### Task prompt
Retype the Women's History Month interview with Kristin Reese below in full, with every word and punctuation mark unchanged.

### Source document

In celebration of Women’s History Month, we would like to feature our Executive Director, Kristin Reese.
1. When did you first realize you were an artist or wanted to be an artist?
I knew that I wanted to be an artist at a very young age. I started dance lessons when I was around 4 and I was always singing and dancing around the house. It wasn’t until my time at Sonoma State University, while working towards my music degree, that I actually thought of myself as an artist/musician. I was a very shy teenager and young adult and while I participated in all of the arts, from theater, to art class, to piano lessons, I didn’t feel confident in my skills as an artist. It took having a very supportive voice coach to help me say “I am a singer!”
2. You have worked in a variety of art mediums, do you have a favorite? If so, why is it your favorite?
I think it’s probably a tie between singing and dancing. I get to practice singing regularly (before COVID) through my band, Bodie 601 and with home duets with my husband. I enjoy belting out a meaningful melody on a solo tune, but there’s nothing like that feeling you get when you are in perfect harmony with others. My favorite experience was being in a full chorus in college, singing Mozart’s Requiem. The sound of a 100+ person group with 8-part harmonies is like nothing else I’ve ever experienced. The sound wraps around you like a blanket of tingles. While I love dance as much as music, I haven’t had the opportunity to participate in this medium much lately, outside of dancing around my house. I’m hoping to get back into it in the near future. Being a musician, I feel that it is so important to have a connection with your body and with movement. To me, dance is the visual representation of music.

### Given information

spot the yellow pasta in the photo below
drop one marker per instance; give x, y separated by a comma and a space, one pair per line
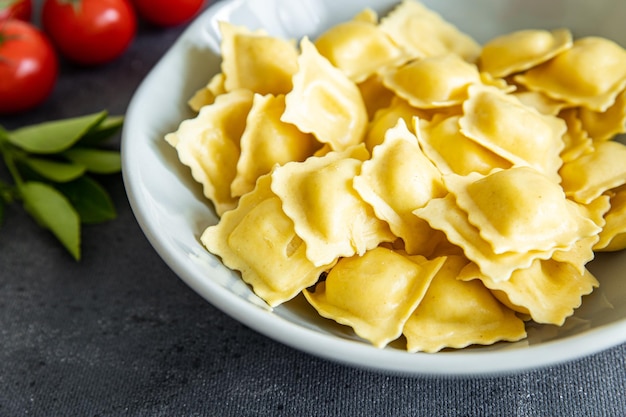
456, 314
308, 189
209, 145
521, 50
267, 141
397, 180
256, 61
258, 240
410, 183
590, 74
323, 92
375, 293
422, 32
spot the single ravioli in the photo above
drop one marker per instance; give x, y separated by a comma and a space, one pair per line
456, 314
603, 126
397, 180
453, 152
325, 102
518, 133
592, 174
375, 293
613, 235
388, 117
359, 48
259, 240
576, 139
209, 145
256, 61
422, 32
590, 74
539, 101
444, 214
375, 95
208, 93
268, 141
582, 252
433, 82
328, 214
520, 210
521, 50
548, 291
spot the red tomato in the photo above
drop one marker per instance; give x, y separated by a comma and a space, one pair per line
16, 9
89, 32
168, 12
28, 66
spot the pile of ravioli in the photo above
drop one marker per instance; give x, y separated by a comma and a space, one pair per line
410, 183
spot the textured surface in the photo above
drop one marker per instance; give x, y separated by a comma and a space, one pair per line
119, 334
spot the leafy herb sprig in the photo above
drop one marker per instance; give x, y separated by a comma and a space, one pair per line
52, 166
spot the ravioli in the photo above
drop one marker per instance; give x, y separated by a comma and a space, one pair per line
374, 293
592, 174
520, 210
453, 152
433, 82
259, 240
267, 141
421, 32
310, 189
410, 183
209, 145
256, 61
613, 235
518, 133
359, 48
325, 102
456, 314
521, 50
548, 291
603, 126
397, 180
589, 74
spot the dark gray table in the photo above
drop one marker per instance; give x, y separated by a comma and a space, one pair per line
119, 334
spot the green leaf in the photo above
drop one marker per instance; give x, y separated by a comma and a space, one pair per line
52, 210
55, 170
91, 201
55, 136
98, 161
4, 134
109, 127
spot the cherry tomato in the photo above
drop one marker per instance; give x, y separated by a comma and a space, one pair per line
16, 9
28, 66
89, 32
168, 12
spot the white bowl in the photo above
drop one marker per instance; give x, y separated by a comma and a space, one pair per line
172, 212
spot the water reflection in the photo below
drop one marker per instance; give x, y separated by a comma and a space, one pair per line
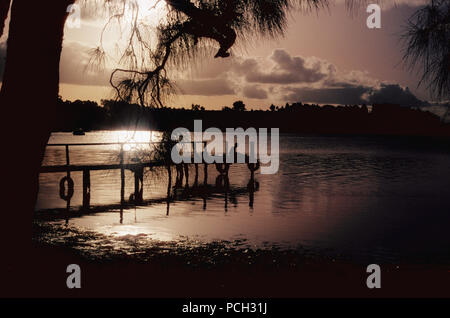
364, 196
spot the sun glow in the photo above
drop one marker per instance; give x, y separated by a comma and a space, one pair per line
135, 140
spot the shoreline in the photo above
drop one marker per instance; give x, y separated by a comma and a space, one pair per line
217, 270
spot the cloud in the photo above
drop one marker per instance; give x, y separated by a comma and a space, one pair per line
395, 94
254, 91
346, 95
286, 70
209, 87
74, 60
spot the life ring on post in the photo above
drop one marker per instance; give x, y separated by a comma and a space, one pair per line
223, 168
62, 188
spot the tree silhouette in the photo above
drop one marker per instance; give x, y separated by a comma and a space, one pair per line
35, 42
239, 106
427, 38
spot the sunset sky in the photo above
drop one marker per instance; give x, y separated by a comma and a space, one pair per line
330, 57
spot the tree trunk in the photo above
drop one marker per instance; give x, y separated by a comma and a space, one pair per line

### Reply to the exercise
In celebration of Women’s History Month, we would like to feature our Executive Director, Kristin Reese.
1. When did you first realize you were an artist or wanted to be an artist?
I knew that I wanted to be an artist at a very young age. I started dance lessons when I was around 4 and I was always singing and dancing around the house. It wasn’t until my time at Sonoma State University, while working towards my music degree, that I actually thought of myself as an artist/musician. I was a very shy teenager and young adult and while I participated in all of the arts, from theater, to art class, to piano lessons, I didn’t feel confident in my skills as an artist. It took having a very supportive voice coach to help me say “I am a singer!”
2. You have worked in a variety of art mediums, do you have a favorite? If so, why is it your favorite?
I think it’s probably a tie between singing and dancing. I get to practice singing regularly (before COVID) through my band, Bodie 601 and with home duets with my husband. I enjoy belting out a meaningful melody on a solo tune, but there’s nothing like that feeling you get when you are in perfect harmony with others. My favorite experience was being in a full chorus in college, singing Mozart’s Requiem. The sound of a 100+ person group with 8-part harmonies is like nothing else I’ve ever experienced. The sound wraps around you like a blanket of tingles. While I love dance as much as music, I haven’t had the opportunity to participate in this medium much lately, outside of dancing around my house. I’m hoping to get back into it in the near future. Being a musician, I feel that it is so important to have a connection with your body and with movement. To me, dance is the visual representation of music.